## [EXERCISE TASK]
Scale the part of the listing that opens with the line containing "Point to the wicker" and closes at the end of the listing, and reproduce only that part, requests included. Multiply every pin coordinate in the answers by 2.25, round each result to the nearest whole number with halves going up, and omit the pictures.

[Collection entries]
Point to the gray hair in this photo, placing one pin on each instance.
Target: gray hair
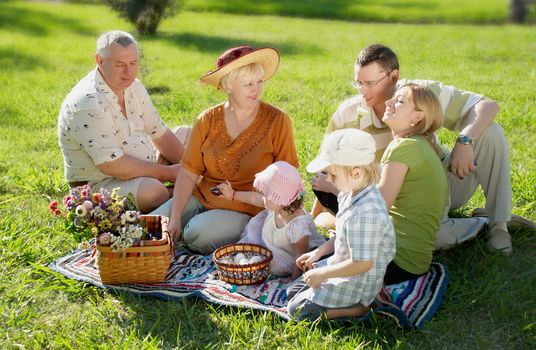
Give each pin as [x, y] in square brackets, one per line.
[115, 36]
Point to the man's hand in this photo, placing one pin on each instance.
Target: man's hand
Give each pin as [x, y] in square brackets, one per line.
[226, 190]
[305, 261]
[171, 172]
[462, 161]
[320, 183]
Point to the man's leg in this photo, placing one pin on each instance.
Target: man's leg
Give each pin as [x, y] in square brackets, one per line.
[493, 174]
[214, 228]
[148, 193]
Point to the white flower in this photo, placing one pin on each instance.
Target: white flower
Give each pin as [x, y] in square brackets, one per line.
[131, 215]
[136, 231]
[104, 238]
[81, 211]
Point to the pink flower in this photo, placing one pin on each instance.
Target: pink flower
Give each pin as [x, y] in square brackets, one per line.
[96, 197]
[53, 206]
[66, 201]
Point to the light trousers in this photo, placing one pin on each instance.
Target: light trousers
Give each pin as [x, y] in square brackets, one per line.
[204, 230]
[492, 173]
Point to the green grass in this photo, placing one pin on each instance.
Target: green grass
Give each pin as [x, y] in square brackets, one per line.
[406, 11]
[45, 48]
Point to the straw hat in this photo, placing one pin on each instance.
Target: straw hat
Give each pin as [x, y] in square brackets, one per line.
[350, 147]
[240, 56]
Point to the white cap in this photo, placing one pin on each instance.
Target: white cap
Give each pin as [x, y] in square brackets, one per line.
[350, 147]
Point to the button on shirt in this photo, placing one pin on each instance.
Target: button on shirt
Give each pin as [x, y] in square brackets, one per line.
[364, 232]
[92, 130]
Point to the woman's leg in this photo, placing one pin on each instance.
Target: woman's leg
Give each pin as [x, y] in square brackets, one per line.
[395, 274]
[213, 228]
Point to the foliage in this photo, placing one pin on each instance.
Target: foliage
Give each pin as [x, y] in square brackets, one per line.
[144, 14]
[110, 218]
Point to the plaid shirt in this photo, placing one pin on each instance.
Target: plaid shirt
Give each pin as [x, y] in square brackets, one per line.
[364, 232]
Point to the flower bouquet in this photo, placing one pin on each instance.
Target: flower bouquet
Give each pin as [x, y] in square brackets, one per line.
[130, 247]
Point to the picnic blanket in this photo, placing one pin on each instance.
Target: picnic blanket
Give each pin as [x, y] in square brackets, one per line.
[410, 303]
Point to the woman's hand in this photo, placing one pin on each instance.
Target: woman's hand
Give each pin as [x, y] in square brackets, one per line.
[305, 261]
[320, 183]
[174, 228]
[226, 190]
[314, 278]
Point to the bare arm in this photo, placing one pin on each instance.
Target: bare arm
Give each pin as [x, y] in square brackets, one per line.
[249, 197]
[181, 196]
[478, 119]
[305, 261]
[170, 147]
[127, 167]
[391, 180]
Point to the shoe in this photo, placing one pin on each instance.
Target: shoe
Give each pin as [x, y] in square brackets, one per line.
[453, 231]
[325, 220]
[500, 240]
[516, 222]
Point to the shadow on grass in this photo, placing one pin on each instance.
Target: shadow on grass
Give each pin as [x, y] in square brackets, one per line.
[38, 23]
[217, 44]
[12, 59]
[325, 9]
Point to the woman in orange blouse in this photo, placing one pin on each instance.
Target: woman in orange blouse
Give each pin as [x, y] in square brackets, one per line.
[231, 141]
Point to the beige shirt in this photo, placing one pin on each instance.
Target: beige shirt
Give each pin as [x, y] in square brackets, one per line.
[92, 130]
[354, 113]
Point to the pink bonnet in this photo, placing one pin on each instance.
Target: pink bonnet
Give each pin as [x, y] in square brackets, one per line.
[280, 183]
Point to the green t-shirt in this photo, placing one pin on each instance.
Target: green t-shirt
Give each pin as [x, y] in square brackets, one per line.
[417, 210]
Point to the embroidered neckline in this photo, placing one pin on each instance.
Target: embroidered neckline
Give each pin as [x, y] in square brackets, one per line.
[228, 153]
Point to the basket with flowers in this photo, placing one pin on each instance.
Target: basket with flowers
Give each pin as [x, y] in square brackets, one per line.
[130, 247]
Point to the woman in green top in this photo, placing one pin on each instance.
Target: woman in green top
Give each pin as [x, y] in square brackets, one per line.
[413, 181]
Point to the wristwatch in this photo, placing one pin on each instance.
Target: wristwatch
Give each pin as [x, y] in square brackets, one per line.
[464, 139]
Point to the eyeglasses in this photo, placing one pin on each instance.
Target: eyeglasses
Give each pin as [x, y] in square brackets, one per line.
[368, 84]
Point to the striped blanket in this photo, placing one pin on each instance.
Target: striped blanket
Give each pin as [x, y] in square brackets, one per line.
[411, 303]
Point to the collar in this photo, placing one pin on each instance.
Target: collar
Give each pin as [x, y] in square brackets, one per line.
[355, 198]
[366, 115]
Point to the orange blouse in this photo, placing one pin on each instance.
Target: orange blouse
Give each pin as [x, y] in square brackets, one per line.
[213, 154]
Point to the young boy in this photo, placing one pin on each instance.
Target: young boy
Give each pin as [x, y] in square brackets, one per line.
[345, 284]
[480, 155]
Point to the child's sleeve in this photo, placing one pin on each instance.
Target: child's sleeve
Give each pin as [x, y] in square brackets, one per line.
[363, 233]
[300, 227]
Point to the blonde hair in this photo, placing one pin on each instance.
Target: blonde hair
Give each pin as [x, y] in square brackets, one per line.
[426, 101]
[250, 71]
[370, 173]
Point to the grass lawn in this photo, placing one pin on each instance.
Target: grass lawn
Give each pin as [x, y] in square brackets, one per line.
[406, 11]
[45, 48]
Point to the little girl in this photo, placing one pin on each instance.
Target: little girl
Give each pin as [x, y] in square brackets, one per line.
[284, 227]
[346, 283]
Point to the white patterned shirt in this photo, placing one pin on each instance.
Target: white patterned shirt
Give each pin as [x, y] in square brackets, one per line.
[364, 233]
[92, 130]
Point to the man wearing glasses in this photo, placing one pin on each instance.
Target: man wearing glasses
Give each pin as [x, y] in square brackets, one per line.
[479, 156]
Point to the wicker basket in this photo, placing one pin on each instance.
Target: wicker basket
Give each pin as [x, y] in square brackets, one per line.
[146, 263]
[243, 274]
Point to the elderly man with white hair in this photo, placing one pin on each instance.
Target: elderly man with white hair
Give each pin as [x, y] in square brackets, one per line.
[110, 133]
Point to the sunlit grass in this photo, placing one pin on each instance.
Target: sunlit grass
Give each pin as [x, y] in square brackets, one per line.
[45, 48]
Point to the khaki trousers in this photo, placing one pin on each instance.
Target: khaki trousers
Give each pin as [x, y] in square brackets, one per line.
[493, 175]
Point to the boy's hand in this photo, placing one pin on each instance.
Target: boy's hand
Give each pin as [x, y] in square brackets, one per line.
[320, 183]
[226, 190]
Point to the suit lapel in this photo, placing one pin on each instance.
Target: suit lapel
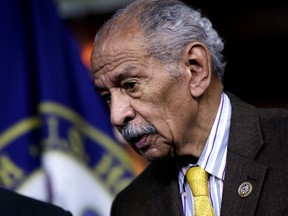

## [RIGHT ANSWER]
Point to the wicker basket in this photo, placing one pin on each instance.
Target: wicker basket
Give each pin as [x, y] in square brackets, one per line.
[329, 592]
[547, 617]
Point to the elderly man with white hair in this photo, placing one pin on each instance.
Target: elderly man with white hair
Give each pin as [x, y] in square brackets, one per line.
[248, 299]
Point to the sunlit grass in this photo, placing one pin on each instance.
Target: sunlit grass
Give each pin as [x, y] in square brackets, one per line.
[101, 108]
Point to the khaki trousers in this photo, placing one pin on each instance.
Target: khaki trousers
Give each pin as [x, y] in square brackets, one per line.
[1109, 394]
Point to the boy's hand in this photo, placing one pin on each instance.
Target: boy's hand
Give each pin as [x, y] in square brackets, one per line.
[720, 412]
[509, 428]
Point to the suit lapel in this photo, placing one pin on each instance.
Target: suit lapel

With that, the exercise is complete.